TEKS KUTIPAN:
##############################

Melawan Kekalahan

Kesalahan persepsi pada definisi takdir menyebabkan banyaknya manusia yang putus asa atau menyerah. Bahkan tak jarang orang menjadi malas menjalani hidupnya karena merasa takdir Tuhan telah memfonisnya menjadi orang yang bla…bla…bla dan bla…bla…bla. Padahal Allah SWT telah menjelaskan dalam firmannya bahwa “Ia tidak akan merubah nasib suatu kaum kecuali kaum itu sendiri yang merubahnya.”

##############################

TUGAS YANG DIKERJAKAN:
1. Ringkas teks tentang takdir di atas dalam dua kalimat.
2. Tolong teruskan teks tentang takdir di atas, mulai setelah kalimat terakhirnya.

DATA YANG DIBERIKAN:
##############################

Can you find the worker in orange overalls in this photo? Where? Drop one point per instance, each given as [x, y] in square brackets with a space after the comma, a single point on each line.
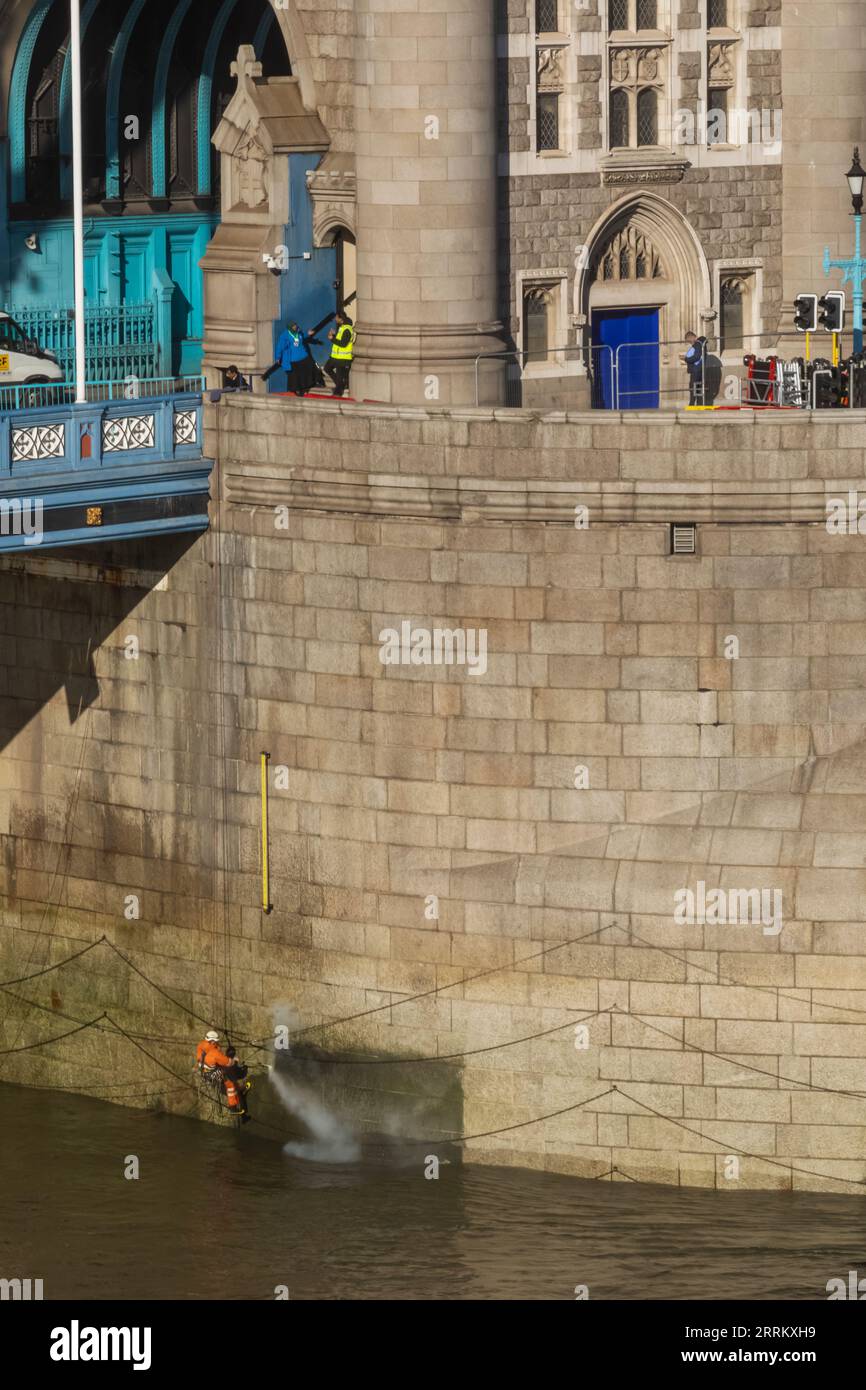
[210, 1058]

##############################

DAFTAR JAWABAN:
1. Kesalahan memahami arti takdir membuat banyak orang putus asa, menyerah, bahkan malas menjalani hidup karena merasa nasibnya sudah ditetapkan Tuhan. Padahal Allah SWT berfirman bahwa Ia tidak akan mengubah nasib suatu kaum kecuali kaum itu sendiri yang mengubahnya.

2.
Sebenarnya apa yang menentukan hidup kita? Takdir Tuhan yang menentukan perjalanan hidup kita, atau Kita yang menentukan takdir Tuhan? Takdir yang dibicarakan disini bukanlah takdir hidup, mati, jodoh dan semacamnya, melainkan takdir dalam berhasil/menang dan gagal/kalahnya suatu insan dalam meraih apa yang dia inginkan. Mana yang akan kita pilih, silahkan pikir dengan otak dingin dan hati anda. Analoginya adalah bagaimana kita memilih jalan-jalan yang berperan sebagai pilihan hidup, yang masing-masing didalamnya terdapat takdir yang kita pilih, dan didalam jalan tersebut kita akan kembali menentukan pilihan untuk jalan kita selanjutnya, seperti pilihan pertama, pilihan itupun memiliki takdir, dan begitu seterusnya. Kesimpulannya adalah kita yang menentukan nasib kita, kita yang menentukan takdir kita, kita yang menentukan pilihan kita, BUKAN TAKDIR YANG MENENTUKAN dan BUKAN TUHAN YANG MENENTUKAN KITA.

Ada beberapa pilihan bagaimana?, dengan cara apa?, seperti apa? dan apakah? kita bisa menjalani kehidupan ini. Sebelum membaca perihal dibawah ini sebaiknya anda lebih dulu mengenal siapa diri anda?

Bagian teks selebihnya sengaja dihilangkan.